◆ **Istruzioni**
1/ Ricopia senza modifiche la parte dell'articolo sulla chitarra di Mazzini che si apre con le parole "Pisa, 12 marzo" e si chiude con "su quelle corde.".
2/ Traduci in inglese questa frase dell'articolo sulla chitarra di Mazzini: «Gli altri due esemplari esistenti si trovano a Genova e dal maestro Battaglia.»

La chitarra di Mazzini torna a suonare / FOTO

Uno dei cimeli conservati nella Domus riaperta ai pisani

La chitarra del patriota con Simone Kovatz, dipendente universitario

La chitarra del patriota con Simone Kovatz, dipendente universitario

Pisa, 12 marzo 2018 - La musica che unisce. Un linguaggio universale quello delle note per Mazzini, la «sola favella comune a tutte le Nazioni». Nella Domus a lui dedicata a Pisa, dove morì il 10 marzo del 1872, è stata ricollocata proprio sabato, nel 146° della sua scomparsa, una delle chitarre appartenute al patriota. Un cimelio restaurato, grazie al contributo dei Rotary Club di Milano Naviglio Grande San Carlo e di Milano Borromeo Brivio Sforza, dal maestro liutaio Federico Gabrielli. Gli altri due esemplari esistenti si trovano a Genova e dal maestro Battaglia. Un oggetto antico e speciale appartenuto alla madre del politico italiano che imparò, da ragazzino, i primi motivi proprio su quelle corde.

◆ **Materiale elencato**
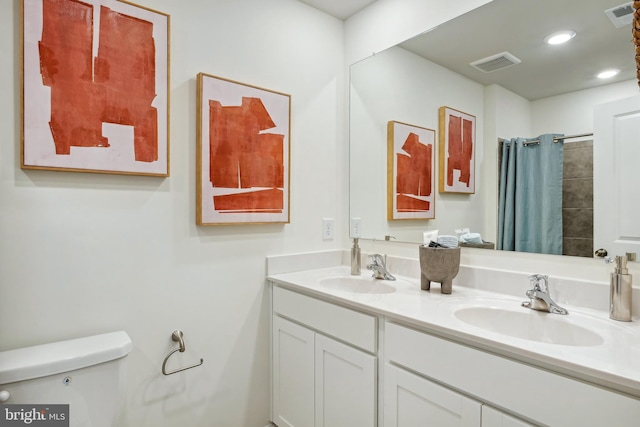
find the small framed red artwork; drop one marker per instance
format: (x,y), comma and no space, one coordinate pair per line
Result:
(410,172)
(242,165)
(457,151)
(95,78)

◆ **Le soluzioni**
1/
Pisa, 12 marzo 2018 - La musica che unisce. Un linguaggio universale quello delle note per Mazzini, la «sola favella comune a tutte le Nazioni». Nella Domus a lui dedicata a Pisa, dove morì il 10 marzo del 1872, è stata ricollocata proprio sabato, nel 146° della sua scomparsa, una delle chitarre appartenute al patriota. Un cimelio restaurato, grazie al contributo dei Rotary Club di Milano Naviglio Grande San Carlo e di Milano Borromeo Brivio Sforza, dal maestro liutaio Federico Gabrielli. Gli altri due esemplari esistenti si trovano a Genova e dal maestro Battaglia. Un oggetto antico e speciale appartenuto alla madre del politico italiano che imparò, da ragazzino, i primi motivi proprio su quelle corde.

2/ The other two existing examples are in Genoa and with maestro Battaglia.